TEXT
Accessibility links

Breaking News

World: New U.S. Poll Shows Opinions Of America Increasingly Negative

Is America's war on terrorism a guise to control Mideast oil and dominate the world? Did U.S. President George W. Bush and British Prime Minister Tony Blair lie about the Iraqi threat? Is Osama bin Laden a hero? According to a new survey of global opinions and attitudes, much of the world answers "yes" to those questions.

Washington, 17 March 2004 (RFE/RL) -- Former U.S. Secretary of State Madeline Albright spoke yesterday in Washington at a news conference marking the release of a new global survey by the independent Pew Research Center for the People and the Press.

"What the poll shows is that the credibility of the United States is sinking,” Albright said. “And the numbers that reflect that the people believe that our leaders lied to them is something that I think is incredibly serious."

The survey, which comes one year after the start of the U.S.-led war in Iraq, polled people in nine nations from Western Europe to the Middle East. And the polls show discontent with America and its policies intensifying over the last year.

"The biggest gap is on the question of whether or not America takes into account the interests of other countries in making its foreign policies. Americans say 'yes,' the rest of the world says 'no.'"

SHORT PROBLEM
In the news story about the global opinion poll, how many nations did the survey cover?

EXTRACTED MATERIAL

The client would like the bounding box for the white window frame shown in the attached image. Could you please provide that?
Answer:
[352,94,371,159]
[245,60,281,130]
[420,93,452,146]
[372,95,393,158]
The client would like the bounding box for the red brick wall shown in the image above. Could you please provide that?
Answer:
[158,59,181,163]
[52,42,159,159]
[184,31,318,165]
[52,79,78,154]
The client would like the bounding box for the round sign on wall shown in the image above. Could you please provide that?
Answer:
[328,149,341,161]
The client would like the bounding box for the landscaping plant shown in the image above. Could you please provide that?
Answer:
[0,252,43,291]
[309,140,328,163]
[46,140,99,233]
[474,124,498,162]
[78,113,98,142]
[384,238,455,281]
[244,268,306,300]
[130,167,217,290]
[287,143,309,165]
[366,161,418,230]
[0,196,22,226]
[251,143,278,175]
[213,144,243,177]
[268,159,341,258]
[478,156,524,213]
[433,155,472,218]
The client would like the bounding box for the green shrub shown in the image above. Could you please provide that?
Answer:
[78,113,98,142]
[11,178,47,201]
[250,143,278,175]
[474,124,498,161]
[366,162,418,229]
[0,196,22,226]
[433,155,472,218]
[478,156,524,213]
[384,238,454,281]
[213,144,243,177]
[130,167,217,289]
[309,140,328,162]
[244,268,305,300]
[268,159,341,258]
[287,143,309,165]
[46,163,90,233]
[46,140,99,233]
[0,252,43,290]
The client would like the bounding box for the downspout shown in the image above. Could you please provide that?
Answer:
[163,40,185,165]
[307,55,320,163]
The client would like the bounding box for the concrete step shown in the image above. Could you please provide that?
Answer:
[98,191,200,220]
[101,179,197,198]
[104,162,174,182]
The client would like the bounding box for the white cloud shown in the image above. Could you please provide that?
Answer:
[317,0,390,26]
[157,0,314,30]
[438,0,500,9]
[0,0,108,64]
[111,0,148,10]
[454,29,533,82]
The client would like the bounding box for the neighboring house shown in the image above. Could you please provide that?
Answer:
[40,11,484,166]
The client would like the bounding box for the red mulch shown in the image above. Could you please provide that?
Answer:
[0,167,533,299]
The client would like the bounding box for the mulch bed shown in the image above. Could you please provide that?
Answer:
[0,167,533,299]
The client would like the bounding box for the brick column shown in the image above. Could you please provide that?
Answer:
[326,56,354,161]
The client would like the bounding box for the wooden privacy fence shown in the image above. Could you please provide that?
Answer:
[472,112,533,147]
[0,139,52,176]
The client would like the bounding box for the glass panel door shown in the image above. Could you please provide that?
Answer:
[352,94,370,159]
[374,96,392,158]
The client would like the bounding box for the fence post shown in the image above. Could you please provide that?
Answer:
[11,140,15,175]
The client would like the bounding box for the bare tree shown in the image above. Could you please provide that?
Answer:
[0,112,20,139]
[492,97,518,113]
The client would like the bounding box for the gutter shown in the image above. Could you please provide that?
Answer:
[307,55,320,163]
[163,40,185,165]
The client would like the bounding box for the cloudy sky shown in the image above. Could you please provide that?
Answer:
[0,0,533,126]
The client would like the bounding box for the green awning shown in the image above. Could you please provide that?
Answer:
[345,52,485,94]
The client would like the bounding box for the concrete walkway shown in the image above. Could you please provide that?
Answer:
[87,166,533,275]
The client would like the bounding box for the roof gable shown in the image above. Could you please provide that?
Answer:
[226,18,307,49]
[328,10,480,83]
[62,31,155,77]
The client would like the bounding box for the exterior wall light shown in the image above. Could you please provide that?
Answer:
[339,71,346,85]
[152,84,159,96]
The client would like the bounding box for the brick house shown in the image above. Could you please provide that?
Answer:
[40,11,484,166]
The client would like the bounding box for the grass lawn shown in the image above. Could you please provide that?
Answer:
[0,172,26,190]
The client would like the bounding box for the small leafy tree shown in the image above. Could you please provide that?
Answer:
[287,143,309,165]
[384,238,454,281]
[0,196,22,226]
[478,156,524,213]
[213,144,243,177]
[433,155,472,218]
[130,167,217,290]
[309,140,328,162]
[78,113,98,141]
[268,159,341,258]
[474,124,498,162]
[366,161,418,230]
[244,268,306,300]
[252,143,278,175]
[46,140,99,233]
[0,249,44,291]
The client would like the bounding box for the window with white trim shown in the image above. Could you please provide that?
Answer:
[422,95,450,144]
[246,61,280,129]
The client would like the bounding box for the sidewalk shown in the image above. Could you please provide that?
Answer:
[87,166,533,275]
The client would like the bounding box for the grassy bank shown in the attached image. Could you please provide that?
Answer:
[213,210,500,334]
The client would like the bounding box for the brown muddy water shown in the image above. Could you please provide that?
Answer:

RESPONSE FOR THIS EXERCISE
Nine nations, from Western Europe to the Middle East.